◆ Written request ◆
Return every line of the material below without changing anything.

◆ Data entries ◆
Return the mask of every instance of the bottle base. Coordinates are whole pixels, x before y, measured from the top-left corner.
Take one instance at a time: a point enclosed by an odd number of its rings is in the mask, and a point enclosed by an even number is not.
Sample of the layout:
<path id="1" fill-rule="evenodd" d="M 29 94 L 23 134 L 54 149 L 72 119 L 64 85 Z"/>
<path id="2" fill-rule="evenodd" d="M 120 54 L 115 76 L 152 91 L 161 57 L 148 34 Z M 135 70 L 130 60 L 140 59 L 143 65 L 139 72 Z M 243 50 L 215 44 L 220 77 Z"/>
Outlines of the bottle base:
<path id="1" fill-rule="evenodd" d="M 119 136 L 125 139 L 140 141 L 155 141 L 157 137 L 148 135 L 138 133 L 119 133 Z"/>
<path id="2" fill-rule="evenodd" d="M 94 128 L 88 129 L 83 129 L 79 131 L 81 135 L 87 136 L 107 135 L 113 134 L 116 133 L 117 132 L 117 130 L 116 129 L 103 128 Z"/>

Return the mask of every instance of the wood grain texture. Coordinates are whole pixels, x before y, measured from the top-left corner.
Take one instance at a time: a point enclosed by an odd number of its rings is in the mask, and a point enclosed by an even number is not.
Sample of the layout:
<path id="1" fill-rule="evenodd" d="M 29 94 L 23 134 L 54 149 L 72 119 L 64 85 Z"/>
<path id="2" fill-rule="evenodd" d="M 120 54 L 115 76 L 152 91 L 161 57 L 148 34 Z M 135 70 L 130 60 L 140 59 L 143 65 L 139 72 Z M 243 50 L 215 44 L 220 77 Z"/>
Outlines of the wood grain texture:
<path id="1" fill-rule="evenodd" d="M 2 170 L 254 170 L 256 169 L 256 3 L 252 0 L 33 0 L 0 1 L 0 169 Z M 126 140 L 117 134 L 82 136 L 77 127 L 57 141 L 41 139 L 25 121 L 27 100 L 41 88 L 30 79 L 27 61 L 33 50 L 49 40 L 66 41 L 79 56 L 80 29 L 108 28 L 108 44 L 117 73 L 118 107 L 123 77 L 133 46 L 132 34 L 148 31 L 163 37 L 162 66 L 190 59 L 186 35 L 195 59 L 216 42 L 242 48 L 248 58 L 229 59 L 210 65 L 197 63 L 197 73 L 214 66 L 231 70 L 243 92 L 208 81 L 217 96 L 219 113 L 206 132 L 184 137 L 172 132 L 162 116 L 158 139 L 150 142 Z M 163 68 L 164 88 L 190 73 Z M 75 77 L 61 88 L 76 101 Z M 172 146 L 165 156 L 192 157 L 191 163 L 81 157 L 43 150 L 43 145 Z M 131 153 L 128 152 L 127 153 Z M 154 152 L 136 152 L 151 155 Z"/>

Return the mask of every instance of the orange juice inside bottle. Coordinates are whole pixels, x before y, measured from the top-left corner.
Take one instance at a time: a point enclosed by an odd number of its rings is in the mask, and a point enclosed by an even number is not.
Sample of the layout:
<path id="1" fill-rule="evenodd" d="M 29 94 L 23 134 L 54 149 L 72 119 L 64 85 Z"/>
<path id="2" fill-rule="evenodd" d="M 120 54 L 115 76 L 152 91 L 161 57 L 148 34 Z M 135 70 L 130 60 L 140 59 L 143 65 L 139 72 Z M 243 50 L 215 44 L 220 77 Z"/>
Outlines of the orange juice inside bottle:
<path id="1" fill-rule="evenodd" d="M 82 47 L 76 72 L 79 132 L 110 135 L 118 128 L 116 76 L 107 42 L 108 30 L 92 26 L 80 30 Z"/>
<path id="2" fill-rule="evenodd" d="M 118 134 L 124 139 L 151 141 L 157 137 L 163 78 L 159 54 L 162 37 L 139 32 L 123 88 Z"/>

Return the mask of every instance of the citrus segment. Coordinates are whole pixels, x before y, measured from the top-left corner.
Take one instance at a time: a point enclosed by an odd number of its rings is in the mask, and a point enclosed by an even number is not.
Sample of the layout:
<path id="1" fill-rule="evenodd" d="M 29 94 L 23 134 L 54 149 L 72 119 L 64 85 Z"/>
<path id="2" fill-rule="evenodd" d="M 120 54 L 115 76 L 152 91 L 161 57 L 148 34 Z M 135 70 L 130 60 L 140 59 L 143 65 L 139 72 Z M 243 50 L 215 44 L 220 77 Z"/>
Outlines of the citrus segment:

◆ Complete response ◆
Return the mask of every instance of the bottle base. Coordinates are whole pixels, x before y, measured from the top-left corner.
Take one instance at a time: a point enclosed by an odd number of its rings is in the mask, and a point enclosed by an even number is not.
Sample of the layout:
<path id="1" fill-rule="evenodd" d="M 29 94 L 23 134 L 54 149 L 72 119 L 64 85 Z"/>
<path id="2" fill-rule="evenodd" d="M 120 54 L 115 76 L 152 91 L 161 57 L 148 34 Z M 135 70 L 130 60 L 140 59 L 143 65 L 139 72 Z M 243 50 L 215 44 L 220 77 Z"/>
Outlines of the bottle base:
<path id="1" fill-rule="evenodd" d="M 119 136 L 125 139 L 140 141 L 155 141 L 157 137 L 148 135 L 138 133 L 119 133 Z"/>
<path id="2" fill-rule="evenodd" d="M 94 128 L 88 129 L 83 129 L 79 131 L 81 135 L 87 136 L 107 135 L 113 134 L 116 133 L 117 132 L 117 130 L 116 129 L 103 128 Z"/>

Return the mask of every instance of the wood grain texture. Coordinates are whole pixels, x before y, measured from the top-left corner.
Take one instance at a time: a point enclosed by an odd number of its rings is in the mask, and a point enclosed by an even number is not.
Sample of the layout:
<path id="1" fill-rule="evenodd" d="M 29 94 L 23 134 L 54 149 L 72 119 L 64 85 Z"/>
<path id="2" fill-rule="evenodd" d="M 120 54 L 115 76 L 152 91 L 161 57 L 148 34 Z M 135 70 L 130 60 L 140 59 L 143 65 L 139 72 Z M 243 50 L 215 44 L 220 77 Z"/>
Outlines of the wood grain texture:
<path id="1" fill-rule="evenodd" d="M 2 170 L 254 170 L 256 169 L 256 3 L 252 0 L 33 0 L 0 1 L 0 169 Z M 126 140 L 117 134 L 82 136 L 77 127 L 57 141 L 41 139 L 25 121 L 27 100 L 41 88 L 30 79 L 27 61 L 33 50 L 49 40 L 66 41 L 79 56 L 80 29 L 108 28 L 108 44 L 117 73 L 118 107 L 123 77 L 133 46 L 132 34 L 148 31 L 163 37 L 162 66 L 190 59 L 186 35 L 195 59 L 216 42 L 242 48 L 248 58 L 229 59 L 210 65 L 197 63 L 197 73 L 214 66 L 231 70 L 243 92 L 208 81 L 217 96 L 219 113 L 206 132 L 184 137 L 172 132 L 162 116 L 158 139 L 150 142 Z M 163 68 L 164 88 L 190 73 Z M 75 77 L 61 88 L 76 101 Z M 172 146 L 165 156 L 192 157 L 191 163 L 81 157 L 43 150 L 43 145 Z M 131 153 L 128 152 L 127 153 Z M 154 152 L 136 152 L 151 155 Z"/>

Return the mask of every instance of the orange juice inside bottle. Coordinates are whole pixels, x before y, measured from the top-left corner.
Take one instance at a time: a point enclosed by an odd number of its rings is in the mask, and a point enclosed by an even number is not.
Sample of the layout:
<path id="1" fill-rule="evenodd" d="M 29 94 L 23 134 L 54 149 L 72 119 L 64 85 Z"/>
<path id="2" fill-rule="evenodd" d="M 120 54 L 115 76 L 152 91 L 161 57 L 148 34 Z M 135 70 L 130 60 L 140 59 L 143 65 L 139 72 Z M 243 50 L 215 44 L 220 77 Z"/>
Outlines of the orange juice inside bottle:
<path id="1" fill-rule="evenodd" d="M 82 47 L 76 72 L 79 132 L 110 135 L 118 128 L 116 76 L 107 42 L 108 30 L 92 26 L 80 30 Z"/>
<path id="2" fill-rule="evenodd" d="M 118 134 L 124 139 L 151 141 L 157 137 L 163 78 L 159 54 L 162 37 L 139 32 L 123 88 Z"/>

Return the mask of every instance of the citrus segment. Coordinates are whole pixels, x before y, measured from the top-left corner.
Take one instance at a time: a point enclosed by an odd number of its rings is in the mask, and a point enclosed by an even number is not.
Sample of the layout:
<path id="1" fill-rule="evenodd" d="M 29 94 L 23 134 L 54 149 L 72 119 L 64 85 Z"/>
<path id="2" fill-rule="evenodd" d="M 120 54 L 115 76 L 152 91 L 161 57 L 148 34 Z M 135 70 L 130 60 L 140 59 L 143 65 L 139 72 Z M 243 50 L 215 44 L 220 77 Z"/>
Outlines of the citrus segment:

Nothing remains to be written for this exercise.